--- Begin ---
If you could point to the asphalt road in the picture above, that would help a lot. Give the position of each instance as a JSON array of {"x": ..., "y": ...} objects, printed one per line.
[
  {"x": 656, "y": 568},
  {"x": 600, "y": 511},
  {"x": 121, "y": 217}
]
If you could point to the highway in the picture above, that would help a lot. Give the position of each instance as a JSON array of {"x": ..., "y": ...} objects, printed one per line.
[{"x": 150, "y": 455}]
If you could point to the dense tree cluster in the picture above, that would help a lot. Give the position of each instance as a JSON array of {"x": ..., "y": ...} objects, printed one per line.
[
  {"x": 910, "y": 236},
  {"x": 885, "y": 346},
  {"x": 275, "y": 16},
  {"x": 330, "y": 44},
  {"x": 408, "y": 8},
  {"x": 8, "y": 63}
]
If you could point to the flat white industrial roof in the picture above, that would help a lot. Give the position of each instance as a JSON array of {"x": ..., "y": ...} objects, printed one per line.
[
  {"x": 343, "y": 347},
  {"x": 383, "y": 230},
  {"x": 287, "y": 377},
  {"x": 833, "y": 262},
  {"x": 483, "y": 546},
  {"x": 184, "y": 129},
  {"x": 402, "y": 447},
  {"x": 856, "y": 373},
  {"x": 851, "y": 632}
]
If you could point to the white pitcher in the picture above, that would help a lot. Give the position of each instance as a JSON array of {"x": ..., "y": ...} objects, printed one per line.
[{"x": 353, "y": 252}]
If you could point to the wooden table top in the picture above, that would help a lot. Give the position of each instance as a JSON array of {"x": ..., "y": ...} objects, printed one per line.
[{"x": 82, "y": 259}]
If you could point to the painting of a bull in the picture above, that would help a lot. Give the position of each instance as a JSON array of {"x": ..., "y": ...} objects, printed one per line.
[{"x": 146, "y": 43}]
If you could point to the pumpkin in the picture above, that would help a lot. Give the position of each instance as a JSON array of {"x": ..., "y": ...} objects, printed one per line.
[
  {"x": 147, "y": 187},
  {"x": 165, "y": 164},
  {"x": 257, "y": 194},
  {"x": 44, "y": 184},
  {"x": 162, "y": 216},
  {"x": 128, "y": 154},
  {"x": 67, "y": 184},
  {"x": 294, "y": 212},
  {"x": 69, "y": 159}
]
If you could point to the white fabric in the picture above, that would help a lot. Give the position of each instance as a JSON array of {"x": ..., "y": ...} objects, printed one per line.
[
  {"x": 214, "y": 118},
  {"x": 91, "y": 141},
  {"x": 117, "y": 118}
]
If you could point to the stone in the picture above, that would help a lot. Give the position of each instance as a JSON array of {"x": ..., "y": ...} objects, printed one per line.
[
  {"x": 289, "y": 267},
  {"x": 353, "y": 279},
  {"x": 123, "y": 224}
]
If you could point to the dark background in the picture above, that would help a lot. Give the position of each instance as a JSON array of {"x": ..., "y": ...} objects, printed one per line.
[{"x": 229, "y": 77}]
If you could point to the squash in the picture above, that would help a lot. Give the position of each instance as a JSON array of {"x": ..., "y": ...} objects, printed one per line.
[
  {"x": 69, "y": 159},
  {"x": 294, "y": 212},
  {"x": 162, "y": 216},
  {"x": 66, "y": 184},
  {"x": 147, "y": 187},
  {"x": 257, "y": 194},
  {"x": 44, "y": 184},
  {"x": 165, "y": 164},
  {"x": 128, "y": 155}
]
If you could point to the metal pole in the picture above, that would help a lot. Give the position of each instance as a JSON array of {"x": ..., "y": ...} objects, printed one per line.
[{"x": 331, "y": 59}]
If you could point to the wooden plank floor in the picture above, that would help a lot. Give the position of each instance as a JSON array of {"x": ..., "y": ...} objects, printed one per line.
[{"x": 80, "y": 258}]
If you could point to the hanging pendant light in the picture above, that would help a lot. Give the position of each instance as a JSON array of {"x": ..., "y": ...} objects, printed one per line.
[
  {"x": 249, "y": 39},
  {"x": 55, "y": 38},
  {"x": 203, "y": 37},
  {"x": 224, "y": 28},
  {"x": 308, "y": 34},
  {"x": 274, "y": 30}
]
--- End ---
### WHAT IS NEEDED:
Reproduce the records above exactly, starting with the line that contains "If you could point to the wooden plank" and ending with the last line.

### RESPONSE:
If you could point to the wooden plank floor in the picture above, that would help a lot. Give the position of each instance as a JSON array of {"x": ..., "y": ...} objects, printed one per line.
[{"x": 80, "y": 258}]
If you could point to the hanging pendant light in the picture above, that would help a lot. Give the position of each instance as a JSON array of {"x": ..., "y": ...} objects, printed one per line.
[
  {"x": 249, "y": 39},
  {"x": 55, "y": 38},
  {"x": 203, "y": 37},
  {"x": 224, "y": 28},
  {"x": 308, "y": 34},
  {"x": 274, "y": 30}
]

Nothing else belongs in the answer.